** Source document follows **

Identify structural, psychological/psychometric, and physiological alterations associated with combinations of genetic risk variants for schizophrenia
The primary aim of this study is to identify structural, psychological/psychometric, and physiological alterations associated with combinations of genetic risk variants for schizophrenia (SCZ). The secondary aim of this study is to pinpoint environmental factors that modulate the effects of these genetic variants. We propose to leverage the genetic and phenotypic data available in the UK biobank to characterize phenotypic, potentially predisposing, consequences of subsets of SCZ associated genetic variants independent of SCZ status. This analysis will provide insights into the underlying mechanisms and components of pathophysiology underlying SCZ emergence and progression.
In order to achieve this aim, we require additional fields on the ICD diagnoses to determine clinically reported psychiatric illnesses (not only self-reports) as well as information on comorbidities with other diseases. Thus, we request the ICD diagnoses fields.
In addition, we plan to validate the credibility of our analysis approach on a second disease class. To that end, it is necessary to apply an identical analytical strategy to another, more clearly defined phenotypes. Thus, we propose to apply the exactly same methodology and analysis to the clearly defined phenotype coronary artery disease (CAD), which has a well described strong genetic contribution. The latter makes it ideal to benchmark our new analysis method and provide additional support for the validity of the results obtained in the schizophrenia analysis.

** End of Source document **
** Data extracts follows **

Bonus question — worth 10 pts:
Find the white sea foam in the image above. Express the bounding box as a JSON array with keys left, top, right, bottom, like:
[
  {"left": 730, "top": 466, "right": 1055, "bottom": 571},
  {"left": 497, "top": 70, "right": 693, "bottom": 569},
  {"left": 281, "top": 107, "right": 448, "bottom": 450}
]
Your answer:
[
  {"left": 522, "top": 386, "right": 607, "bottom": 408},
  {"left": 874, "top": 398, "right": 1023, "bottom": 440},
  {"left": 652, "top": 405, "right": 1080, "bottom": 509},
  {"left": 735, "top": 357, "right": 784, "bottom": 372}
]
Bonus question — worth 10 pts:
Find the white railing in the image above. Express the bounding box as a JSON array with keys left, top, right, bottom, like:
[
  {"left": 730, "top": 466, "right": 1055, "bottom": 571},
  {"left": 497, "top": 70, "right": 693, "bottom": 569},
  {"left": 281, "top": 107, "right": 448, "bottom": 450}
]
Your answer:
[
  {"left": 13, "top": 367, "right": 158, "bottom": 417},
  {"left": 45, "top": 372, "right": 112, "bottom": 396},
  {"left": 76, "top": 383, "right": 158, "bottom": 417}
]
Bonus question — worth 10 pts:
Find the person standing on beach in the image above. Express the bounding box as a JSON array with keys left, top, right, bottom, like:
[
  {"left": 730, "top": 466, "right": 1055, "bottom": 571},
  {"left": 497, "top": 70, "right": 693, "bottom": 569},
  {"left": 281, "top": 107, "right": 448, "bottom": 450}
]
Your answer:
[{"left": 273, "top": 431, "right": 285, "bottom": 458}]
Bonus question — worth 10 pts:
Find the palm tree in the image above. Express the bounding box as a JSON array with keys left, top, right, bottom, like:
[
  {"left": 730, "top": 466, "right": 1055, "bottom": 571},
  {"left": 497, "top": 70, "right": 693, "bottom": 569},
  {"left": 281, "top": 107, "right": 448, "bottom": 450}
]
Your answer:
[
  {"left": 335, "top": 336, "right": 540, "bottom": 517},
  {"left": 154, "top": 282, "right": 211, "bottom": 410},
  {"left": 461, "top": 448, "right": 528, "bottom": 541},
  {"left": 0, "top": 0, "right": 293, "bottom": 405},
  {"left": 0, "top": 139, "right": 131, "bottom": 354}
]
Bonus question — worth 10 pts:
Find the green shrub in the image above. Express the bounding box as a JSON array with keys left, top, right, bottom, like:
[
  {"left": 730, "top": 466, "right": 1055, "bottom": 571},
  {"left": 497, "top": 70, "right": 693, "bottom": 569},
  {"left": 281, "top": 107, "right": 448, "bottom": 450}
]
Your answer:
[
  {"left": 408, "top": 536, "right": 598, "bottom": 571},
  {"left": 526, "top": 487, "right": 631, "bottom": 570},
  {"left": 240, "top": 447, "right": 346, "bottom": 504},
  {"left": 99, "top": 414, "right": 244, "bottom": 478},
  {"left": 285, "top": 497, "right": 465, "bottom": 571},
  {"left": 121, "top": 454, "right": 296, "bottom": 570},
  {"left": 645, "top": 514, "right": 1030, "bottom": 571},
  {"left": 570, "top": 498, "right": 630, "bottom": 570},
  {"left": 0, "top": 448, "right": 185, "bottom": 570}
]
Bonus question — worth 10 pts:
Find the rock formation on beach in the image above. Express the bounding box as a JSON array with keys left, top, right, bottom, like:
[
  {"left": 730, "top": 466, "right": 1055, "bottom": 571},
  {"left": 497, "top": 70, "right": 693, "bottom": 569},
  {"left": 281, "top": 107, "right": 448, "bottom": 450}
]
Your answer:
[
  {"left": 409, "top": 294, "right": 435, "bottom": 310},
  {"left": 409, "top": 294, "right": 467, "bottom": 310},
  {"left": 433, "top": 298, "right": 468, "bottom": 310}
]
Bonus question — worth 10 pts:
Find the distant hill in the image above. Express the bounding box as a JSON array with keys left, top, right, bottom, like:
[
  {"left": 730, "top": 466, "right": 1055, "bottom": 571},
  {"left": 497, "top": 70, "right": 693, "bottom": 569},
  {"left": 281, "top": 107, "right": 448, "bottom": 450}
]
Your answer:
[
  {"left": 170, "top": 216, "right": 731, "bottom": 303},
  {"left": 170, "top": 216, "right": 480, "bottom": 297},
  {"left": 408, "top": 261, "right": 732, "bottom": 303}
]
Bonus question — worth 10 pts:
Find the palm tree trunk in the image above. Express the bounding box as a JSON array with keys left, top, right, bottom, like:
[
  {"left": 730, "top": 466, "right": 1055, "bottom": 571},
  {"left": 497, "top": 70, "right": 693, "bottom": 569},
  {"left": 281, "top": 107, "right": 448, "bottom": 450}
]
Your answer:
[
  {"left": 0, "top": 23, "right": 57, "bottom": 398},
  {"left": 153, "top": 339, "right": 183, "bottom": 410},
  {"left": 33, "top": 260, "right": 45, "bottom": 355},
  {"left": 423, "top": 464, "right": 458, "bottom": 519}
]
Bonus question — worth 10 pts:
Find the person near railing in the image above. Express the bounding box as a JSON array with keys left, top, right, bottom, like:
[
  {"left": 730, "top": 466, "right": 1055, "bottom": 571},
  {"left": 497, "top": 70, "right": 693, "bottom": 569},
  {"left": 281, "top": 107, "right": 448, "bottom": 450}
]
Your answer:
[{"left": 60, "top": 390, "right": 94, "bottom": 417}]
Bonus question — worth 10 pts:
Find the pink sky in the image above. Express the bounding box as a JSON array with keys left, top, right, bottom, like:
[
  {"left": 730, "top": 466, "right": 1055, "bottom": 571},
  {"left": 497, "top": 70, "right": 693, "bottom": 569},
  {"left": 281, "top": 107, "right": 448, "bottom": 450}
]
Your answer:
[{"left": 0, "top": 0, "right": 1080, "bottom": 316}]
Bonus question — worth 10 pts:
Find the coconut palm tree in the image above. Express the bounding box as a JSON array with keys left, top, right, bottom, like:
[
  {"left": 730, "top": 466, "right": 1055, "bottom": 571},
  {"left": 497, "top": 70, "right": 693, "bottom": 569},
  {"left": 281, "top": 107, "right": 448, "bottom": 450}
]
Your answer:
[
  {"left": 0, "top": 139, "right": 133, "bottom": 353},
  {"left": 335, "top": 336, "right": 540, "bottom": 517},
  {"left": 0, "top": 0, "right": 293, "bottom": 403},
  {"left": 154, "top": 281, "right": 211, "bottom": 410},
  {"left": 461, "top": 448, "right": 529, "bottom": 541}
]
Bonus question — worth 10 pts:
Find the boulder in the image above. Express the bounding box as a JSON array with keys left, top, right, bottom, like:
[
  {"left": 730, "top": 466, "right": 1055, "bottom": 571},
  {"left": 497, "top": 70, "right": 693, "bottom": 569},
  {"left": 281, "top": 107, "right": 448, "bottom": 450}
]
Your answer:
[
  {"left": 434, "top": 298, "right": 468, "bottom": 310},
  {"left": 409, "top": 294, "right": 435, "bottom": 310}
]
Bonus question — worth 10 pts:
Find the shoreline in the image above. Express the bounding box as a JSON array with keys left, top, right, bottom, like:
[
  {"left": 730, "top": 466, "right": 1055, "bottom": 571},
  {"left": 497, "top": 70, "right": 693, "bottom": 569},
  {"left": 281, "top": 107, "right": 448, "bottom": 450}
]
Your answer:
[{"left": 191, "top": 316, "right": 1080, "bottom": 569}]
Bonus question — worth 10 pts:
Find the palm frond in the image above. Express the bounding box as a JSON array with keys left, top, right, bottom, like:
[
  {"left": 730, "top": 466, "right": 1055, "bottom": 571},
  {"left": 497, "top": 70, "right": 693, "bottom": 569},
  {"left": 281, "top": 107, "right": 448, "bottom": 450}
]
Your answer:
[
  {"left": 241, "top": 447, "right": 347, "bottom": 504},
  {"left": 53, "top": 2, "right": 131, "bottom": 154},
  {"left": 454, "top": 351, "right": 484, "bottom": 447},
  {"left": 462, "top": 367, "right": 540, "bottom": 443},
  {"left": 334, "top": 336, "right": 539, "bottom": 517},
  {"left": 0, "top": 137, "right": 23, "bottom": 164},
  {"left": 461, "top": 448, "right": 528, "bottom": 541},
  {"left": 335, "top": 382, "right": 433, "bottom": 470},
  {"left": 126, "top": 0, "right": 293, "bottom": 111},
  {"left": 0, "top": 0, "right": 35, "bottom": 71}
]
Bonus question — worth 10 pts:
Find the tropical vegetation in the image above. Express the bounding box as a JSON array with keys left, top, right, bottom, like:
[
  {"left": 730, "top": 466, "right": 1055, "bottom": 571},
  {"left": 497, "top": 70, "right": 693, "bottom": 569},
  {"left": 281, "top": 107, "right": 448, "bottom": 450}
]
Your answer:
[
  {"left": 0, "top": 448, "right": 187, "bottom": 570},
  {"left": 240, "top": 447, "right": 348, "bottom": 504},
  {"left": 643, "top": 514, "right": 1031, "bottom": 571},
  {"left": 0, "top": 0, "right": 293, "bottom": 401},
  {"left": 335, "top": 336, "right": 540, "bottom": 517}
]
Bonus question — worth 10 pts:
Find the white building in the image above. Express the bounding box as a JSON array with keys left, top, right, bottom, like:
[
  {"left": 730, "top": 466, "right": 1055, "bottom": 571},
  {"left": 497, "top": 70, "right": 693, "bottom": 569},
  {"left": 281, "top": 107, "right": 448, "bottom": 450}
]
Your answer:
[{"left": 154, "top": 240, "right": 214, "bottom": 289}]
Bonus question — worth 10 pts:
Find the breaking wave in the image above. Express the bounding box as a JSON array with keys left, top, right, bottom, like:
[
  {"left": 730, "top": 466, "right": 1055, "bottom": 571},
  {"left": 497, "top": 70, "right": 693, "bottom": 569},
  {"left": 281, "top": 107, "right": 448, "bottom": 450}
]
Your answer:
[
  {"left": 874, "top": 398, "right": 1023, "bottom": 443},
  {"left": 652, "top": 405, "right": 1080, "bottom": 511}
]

** End of Data extracts **

Prompt: Edit the study description between "In order to" and "the schizophrenia analysis.", inclusive, replacing "credibility" with "robustness". None of the items are needed here.

Solution to the exercise:
In order to achieve this aim, we require additional fields on the ICD diagnoses to determine clinically reported psychiatric illnesses (not only self-reports) as well as information on comorbidities with other diseases. Thus, we request the ICD diagnoses fields.
In addition, we plan to validate the robustness of our analysis approach on a second disease class. To that end, it is necessary to apply an identical analytical strategy to another, more clearly defined phenotypes. Thus, we propose to apply the exactly same methodology and analysis to the clearly defined phenotype coronary artery disease (CAD), which has a well described strong genetic contribution. The latter makes it ideal to benchmark our new analysis method and provide additional support for the validity of the results obtained in the schizophrenia analysis.